» Problem requirements: Convert the rows below, from the line with "Report the location of each instance of the stone column" to the line with "x=624, y=548" (both lines included), into a JSON list of strings with one string per line and blank lines left out.

» Data supplied:

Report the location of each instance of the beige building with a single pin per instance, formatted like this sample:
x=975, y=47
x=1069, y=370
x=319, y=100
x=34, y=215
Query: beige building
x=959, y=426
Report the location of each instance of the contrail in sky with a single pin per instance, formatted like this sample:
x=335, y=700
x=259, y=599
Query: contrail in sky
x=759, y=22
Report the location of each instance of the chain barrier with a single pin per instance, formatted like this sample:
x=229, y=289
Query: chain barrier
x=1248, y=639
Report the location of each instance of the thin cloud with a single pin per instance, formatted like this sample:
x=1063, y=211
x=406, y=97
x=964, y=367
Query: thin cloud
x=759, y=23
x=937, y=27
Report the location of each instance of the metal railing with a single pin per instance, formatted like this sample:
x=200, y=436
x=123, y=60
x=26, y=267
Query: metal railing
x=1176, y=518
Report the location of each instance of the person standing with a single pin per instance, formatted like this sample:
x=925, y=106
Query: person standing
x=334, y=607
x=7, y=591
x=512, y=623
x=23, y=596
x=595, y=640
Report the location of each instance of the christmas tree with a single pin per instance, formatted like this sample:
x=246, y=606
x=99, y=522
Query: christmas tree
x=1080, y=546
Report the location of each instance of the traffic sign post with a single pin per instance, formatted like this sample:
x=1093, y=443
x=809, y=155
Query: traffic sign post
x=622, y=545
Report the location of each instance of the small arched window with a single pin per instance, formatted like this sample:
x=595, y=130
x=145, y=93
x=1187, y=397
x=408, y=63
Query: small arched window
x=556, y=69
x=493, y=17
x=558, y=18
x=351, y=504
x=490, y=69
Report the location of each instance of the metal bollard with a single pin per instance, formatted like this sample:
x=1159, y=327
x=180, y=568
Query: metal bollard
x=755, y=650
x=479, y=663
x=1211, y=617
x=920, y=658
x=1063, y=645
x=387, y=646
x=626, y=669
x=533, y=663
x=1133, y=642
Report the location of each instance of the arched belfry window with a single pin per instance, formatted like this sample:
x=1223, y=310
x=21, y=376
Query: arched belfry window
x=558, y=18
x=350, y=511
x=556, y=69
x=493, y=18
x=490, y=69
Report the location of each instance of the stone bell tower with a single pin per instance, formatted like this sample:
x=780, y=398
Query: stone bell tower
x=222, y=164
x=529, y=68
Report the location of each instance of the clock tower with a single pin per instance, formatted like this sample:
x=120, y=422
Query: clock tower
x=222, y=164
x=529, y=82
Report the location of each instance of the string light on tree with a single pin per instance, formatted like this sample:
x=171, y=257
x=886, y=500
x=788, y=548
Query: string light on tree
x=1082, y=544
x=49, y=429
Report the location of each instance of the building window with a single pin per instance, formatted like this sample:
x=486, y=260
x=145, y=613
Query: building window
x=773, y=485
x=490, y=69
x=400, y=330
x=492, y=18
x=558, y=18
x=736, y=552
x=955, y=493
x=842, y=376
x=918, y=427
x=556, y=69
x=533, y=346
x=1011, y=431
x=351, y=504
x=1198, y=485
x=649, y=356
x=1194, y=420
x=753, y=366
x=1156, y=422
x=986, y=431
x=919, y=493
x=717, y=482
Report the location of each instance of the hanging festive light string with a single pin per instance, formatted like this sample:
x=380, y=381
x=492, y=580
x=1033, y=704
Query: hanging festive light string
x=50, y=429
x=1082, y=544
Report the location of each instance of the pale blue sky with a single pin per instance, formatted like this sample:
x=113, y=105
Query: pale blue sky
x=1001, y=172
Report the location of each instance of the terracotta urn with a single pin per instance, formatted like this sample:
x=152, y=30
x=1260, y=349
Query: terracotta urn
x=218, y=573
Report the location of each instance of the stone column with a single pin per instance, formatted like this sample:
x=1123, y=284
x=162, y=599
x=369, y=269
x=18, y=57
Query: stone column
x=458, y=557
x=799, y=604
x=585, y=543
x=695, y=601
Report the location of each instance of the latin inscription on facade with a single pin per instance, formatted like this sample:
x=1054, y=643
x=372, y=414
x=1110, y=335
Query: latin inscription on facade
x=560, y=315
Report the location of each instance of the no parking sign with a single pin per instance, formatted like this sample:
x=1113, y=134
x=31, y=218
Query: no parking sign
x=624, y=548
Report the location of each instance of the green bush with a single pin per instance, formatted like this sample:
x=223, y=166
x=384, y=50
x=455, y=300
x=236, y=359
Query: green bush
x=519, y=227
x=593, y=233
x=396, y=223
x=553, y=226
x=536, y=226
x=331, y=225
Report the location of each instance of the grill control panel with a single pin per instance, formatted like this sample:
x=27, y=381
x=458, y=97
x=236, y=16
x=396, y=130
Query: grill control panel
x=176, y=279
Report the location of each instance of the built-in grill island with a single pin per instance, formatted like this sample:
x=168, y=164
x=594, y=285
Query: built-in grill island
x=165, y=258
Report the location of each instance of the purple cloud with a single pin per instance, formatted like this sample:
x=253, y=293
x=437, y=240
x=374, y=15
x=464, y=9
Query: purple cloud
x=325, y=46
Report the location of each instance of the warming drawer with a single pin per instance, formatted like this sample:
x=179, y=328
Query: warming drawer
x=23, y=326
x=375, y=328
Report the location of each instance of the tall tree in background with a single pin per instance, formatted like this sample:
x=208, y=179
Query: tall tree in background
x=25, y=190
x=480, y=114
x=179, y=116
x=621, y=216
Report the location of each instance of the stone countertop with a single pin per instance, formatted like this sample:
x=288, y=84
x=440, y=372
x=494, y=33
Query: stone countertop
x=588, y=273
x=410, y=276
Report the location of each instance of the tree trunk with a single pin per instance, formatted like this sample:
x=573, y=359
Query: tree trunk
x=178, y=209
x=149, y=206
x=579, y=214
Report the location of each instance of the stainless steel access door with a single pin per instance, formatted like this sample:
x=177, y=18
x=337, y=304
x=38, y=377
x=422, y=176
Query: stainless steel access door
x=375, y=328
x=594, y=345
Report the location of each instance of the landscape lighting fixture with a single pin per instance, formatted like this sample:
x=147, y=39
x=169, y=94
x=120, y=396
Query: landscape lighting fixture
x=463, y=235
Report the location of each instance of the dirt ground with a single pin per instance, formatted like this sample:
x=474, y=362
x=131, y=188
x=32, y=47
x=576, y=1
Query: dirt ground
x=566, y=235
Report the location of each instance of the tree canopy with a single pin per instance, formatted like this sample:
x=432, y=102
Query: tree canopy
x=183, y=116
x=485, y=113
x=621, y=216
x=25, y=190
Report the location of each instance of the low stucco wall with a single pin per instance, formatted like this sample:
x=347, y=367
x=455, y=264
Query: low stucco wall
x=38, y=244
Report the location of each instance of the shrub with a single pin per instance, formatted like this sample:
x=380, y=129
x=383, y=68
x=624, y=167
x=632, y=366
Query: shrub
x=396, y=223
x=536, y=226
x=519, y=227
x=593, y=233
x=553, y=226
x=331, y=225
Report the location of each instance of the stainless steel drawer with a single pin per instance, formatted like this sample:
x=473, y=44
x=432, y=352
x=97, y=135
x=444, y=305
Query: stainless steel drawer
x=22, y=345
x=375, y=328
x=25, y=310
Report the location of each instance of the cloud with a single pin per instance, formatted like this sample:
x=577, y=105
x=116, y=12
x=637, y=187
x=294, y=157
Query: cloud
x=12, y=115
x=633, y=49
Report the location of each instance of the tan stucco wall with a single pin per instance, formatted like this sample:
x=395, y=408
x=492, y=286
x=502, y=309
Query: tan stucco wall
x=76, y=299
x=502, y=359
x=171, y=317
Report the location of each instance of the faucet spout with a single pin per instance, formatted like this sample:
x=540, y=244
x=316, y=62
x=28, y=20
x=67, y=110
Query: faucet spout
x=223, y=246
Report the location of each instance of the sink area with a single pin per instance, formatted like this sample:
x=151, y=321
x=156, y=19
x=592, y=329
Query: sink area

» Written answer:
[
  "Report the location of each instance of the stone column with a single pin per instance, formatted like this sample:",
  "x=1123, y=284",
  "x=162, y=599",
  "x=369, y=269",
  "x=18, y=57",
  "Query: stone column",
  "x=458, y=557",
  "x=799, y=604",
  "x=585, y=543",
  "x=695, y=601",
  "Report the location of each instance of the latin inscription on facade with a single pin per instance, formatted like this sample:",
  "x=1054, y=643",
  "x=372, y=414",
  "x=1110, y=335",
  "Query: latin inscription on facade",
  "x=560, y=315",
  "Report the location of each instance of the no parking sign with a single pin per instance, formatted like this sample:",
  "x=1113, y=134",
  "x=31, y=218",
  "Query: no parking sign",
  "x=624, y=548"
]